▶ [Given exercise]
Please gather and copy out every line in the records below that contains the word "raisin".
"""
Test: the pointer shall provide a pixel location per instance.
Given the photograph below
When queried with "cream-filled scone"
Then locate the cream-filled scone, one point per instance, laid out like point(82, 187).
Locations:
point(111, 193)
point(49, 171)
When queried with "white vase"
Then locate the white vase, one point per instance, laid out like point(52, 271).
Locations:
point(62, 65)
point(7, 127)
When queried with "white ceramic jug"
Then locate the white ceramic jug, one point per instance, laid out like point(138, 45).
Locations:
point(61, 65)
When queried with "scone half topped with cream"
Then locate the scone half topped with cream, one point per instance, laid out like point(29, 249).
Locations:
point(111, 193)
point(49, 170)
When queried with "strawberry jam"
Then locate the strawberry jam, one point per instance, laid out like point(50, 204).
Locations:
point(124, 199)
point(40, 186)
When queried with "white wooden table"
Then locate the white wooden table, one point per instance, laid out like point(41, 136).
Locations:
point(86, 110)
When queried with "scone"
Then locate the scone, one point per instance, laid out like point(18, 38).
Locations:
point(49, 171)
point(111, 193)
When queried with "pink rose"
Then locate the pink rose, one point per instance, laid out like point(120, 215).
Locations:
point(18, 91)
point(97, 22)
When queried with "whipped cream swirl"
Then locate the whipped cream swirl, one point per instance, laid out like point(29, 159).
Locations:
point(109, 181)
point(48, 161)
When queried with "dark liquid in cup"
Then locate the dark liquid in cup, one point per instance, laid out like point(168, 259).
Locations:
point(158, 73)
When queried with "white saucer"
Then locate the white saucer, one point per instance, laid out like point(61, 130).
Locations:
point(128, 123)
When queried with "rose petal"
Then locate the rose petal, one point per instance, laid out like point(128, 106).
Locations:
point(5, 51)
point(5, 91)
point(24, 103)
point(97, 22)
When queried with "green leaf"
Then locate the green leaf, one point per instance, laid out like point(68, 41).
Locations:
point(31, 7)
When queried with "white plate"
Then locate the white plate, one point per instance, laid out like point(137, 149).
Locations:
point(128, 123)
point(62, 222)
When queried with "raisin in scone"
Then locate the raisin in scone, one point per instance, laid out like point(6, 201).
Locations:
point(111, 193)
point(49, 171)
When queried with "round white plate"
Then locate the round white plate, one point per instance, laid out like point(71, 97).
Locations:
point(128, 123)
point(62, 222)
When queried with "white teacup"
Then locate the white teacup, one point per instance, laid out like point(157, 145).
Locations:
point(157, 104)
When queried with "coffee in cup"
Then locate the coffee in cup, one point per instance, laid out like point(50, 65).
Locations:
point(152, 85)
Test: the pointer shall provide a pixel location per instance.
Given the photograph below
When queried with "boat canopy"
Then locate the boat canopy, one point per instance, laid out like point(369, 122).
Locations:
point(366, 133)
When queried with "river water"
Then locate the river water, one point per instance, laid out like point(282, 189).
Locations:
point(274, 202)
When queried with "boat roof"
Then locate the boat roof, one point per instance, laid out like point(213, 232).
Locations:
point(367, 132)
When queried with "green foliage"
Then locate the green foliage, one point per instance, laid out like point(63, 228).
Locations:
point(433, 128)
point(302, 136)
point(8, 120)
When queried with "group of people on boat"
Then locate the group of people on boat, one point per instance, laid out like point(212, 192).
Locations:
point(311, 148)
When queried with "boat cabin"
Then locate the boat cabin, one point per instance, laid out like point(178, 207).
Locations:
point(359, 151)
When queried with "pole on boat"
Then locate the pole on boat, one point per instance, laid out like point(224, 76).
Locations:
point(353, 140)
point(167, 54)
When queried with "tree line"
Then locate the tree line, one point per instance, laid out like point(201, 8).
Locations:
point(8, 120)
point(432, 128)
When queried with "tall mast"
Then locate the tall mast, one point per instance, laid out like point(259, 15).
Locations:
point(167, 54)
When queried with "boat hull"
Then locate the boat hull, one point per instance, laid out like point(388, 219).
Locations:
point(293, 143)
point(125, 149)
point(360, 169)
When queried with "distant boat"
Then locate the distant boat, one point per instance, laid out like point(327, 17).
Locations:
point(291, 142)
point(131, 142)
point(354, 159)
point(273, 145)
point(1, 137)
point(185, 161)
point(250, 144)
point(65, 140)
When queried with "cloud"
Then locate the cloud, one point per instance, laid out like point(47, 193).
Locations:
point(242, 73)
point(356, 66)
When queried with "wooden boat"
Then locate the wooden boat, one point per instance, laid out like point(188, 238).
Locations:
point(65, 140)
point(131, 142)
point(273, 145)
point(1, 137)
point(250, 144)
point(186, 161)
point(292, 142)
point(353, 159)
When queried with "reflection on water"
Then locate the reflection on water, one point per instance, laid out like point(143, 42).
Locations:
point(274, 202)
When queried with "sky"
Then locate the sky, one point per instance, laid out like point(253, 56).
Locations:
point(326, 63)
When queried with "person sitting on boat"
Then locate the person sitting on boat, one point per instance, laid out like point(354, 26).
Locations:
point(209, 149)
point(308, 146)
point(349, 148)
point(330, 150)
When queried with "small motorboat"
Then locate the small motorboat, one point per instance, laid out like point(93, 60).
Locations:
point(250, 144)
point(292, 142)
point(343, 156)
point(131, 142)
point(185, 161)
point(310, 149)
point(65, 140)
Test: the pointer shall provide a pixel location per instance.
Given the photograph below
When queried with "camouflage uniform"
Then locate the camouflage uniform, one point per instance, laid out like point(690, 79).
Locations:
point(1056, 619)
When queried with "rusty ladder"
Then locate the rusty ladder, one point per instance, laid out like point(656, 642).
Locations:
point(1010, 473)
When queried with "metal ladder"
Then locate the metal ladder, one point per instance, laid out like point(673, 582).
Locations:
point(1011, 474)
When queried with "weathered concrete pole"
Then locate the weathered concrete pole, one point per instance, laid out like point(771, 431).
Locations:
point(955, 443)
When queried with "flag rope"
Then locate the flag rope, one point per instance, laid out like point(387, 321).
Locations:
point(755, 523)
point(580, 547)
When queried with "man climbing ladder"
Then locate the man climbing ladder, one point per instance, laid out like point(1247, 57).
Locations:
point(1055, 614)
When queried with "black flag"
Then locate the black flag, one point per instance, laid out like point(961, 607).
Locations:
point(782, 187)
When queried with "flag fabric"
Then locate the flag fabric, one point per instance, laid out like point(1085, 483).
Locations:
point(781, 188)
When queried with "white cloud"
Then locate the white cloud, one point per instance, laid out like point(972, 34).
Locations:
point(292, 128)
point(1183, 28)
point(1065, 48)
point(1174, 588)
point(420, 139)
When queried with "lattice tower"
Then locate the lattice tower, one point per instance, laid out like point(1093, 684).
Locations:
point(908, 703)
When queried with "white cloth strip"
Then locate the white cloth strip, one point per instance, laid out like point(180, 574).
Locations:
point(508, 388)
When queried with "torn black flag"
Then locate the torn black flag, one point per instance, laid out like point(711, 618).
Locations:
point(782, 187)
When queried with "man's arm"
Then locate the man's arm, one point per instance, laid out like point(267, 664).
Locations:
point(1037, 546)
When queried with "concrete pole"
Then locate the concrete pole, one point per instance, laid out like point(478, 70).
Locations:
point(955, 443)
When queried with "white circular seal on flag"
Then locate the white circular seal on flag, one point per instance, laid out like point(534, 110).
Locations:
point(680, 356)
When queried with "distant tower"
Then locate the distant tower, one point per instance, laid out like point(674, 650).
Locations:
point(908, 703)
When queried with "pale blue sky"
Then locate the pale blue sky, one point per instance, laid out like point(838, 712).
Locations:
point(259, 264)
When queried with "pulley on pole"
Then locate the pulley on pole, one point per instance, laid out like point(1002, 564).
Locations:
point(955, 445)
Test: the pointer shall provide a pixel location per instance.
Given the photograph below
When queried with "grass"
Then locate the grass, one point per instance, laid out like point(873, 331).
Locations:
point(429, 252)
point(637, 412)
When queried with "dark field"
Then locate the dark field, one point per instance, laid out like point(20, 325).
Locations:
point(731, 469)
"""
"""
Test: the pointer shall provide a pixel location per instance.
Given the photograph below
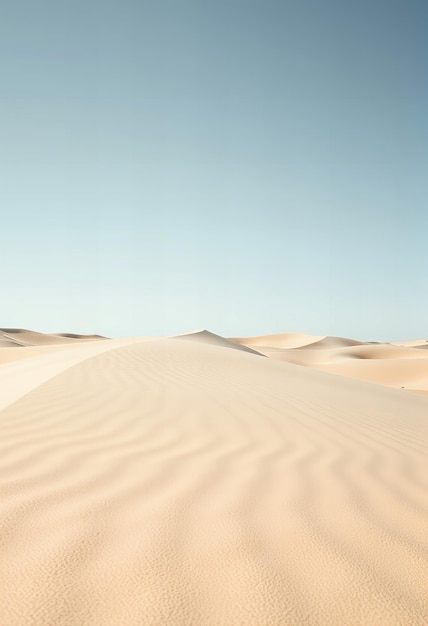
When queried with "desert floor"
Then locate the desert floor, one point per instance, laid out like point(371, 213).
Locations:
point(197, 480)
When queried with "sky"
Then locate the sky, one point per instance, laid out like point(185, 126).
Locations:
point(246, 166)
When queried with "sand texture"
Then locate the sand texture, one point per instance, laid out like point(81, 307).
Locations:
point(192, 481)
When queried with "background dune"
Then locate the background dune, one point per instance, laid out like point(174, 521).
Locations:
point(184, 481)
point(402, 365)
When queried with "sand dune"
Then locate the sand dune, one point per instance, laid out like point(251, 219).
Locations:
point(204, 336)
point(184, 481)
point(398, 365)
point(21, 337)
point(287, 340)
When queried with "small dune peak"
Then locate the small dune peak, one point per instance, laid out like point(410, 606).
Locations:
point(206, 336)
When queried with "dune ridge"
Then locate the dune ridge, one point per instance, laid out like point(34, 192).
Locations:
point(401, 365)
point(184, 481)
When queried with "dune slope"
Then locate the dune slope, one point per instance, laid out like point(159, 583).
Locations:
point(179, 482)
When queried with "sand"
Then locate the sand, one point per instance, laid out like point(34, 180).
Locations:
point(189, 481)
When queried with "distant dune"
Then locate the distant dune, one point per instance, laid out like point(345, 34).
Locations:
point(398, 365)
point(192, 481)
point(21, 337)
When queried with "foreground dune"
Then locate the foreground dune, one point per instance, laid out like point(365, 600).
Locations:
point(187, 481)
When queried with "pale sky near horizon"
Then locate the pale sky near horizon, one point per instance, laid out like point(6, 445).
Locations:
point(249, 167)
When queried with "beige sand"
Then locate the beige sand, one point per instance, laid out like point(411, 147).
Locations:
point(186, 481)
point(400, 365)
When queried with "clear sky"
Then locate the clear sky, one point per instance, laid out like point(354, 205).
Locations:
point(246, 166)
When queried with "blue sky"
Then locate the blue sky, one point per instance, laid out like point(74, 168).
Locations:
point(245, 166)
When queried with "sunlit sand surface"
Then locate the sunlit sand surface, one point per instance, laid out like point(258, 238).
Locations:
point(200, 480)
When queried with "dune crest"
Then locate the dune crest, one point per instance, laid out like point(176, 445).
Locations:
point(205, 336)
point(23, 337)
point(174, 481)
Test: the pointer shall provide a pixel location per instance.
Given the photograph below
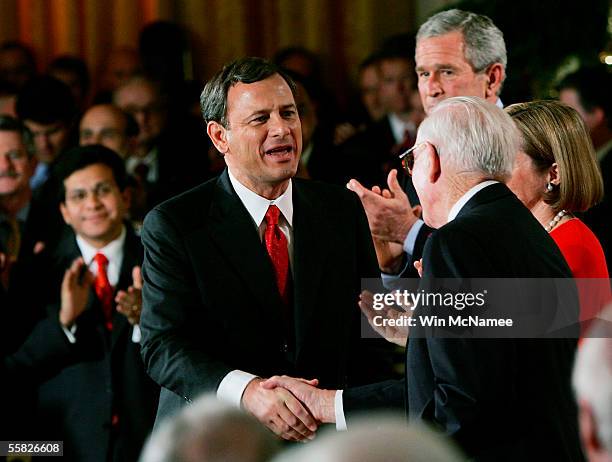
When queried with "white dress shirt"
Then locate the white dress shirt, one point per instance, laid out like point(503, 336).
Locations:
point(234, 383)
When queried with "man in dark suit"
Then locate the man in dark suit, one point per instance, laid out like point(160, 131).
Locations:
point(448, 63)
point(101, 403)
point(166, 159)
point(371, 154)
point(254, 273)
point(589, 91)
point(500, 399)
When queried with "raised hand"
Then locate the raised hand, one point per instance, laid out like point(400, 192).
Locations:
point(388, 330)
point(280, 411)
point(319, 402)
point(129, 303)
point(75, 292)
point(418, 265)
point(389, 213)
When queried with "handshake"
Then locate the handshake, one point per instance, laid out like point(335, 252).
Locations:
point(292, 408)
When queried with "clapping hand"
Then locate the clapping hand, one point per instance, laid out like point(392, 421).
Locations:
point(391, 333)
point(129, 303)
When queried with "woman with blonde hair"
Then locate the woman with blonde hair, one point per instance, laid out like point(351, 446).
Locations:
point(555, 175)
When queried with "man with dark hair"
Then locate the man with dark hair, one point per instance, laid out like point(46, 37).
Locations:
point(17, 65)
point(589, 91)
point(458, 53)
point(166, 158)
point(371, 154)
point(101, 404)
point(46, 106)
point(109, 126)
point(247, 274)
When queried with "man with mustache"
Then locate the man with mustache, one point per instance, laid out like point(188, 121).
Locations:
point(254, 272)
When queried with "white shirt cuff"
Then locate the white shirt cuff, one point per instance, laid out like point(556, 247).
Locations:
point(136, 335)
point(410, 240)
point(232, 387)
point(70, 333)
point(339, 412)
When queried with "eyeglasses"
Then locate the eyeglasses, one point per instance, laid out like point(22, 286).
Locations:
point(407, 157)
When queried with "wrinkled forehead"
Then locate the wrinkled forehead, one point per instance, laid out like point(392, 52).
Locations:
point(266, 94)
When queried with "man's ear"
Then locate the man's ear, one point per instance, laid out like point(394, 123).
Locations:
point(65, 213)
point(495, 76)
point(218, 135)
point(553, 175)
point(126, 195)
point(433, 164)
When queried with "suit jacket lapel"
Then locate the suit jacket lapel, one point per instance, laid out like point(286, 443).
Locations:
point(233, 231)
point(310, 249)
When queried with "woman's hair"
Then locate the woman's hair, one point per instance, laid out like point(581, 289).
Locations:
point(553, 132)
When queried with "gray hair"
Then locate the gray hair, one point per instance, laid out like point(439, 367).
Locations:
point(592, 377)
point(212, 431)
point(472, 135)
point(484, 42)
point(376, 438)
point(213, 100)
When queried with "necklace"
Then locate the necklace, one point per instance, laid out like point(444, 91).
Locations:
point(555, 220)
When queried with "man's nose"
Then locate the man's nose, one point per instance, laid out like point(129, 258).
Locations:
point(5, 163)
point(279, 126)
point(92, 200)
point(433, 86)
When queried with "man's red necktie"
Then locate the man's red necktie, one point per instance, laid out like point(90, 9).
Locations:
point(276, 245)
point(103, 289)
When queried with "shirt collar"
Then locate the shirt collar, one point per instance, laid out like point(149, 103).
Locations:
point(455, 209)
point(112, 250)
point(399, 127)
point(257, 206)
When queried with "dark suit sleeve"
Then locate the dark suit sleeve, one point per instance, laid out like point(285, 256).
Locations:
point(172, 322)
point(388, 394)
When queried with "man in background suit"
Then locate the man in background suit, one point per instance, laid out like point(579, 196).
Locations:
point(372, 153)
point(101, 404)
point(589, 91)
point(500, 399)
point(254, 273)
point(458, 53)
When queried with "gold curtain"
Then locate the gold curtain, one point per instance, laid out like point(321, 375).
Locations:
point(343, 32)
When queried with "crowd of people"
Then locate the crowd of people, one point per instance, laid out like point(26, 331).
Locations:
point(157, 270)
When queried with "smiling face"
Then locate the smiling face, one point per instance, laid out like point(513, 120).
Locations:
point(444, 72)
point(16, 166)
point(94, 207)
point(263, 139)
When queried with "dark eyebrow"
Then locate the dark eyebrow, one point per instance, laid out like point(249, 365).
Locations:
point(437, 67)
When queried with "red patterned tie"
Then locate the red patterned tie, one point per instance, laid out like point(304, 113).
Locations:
"""
▶ [Problem solution]
When queried with "raisin in scone"
Then locate the raisin in scone, one point per instance, laid out like point(6, 201).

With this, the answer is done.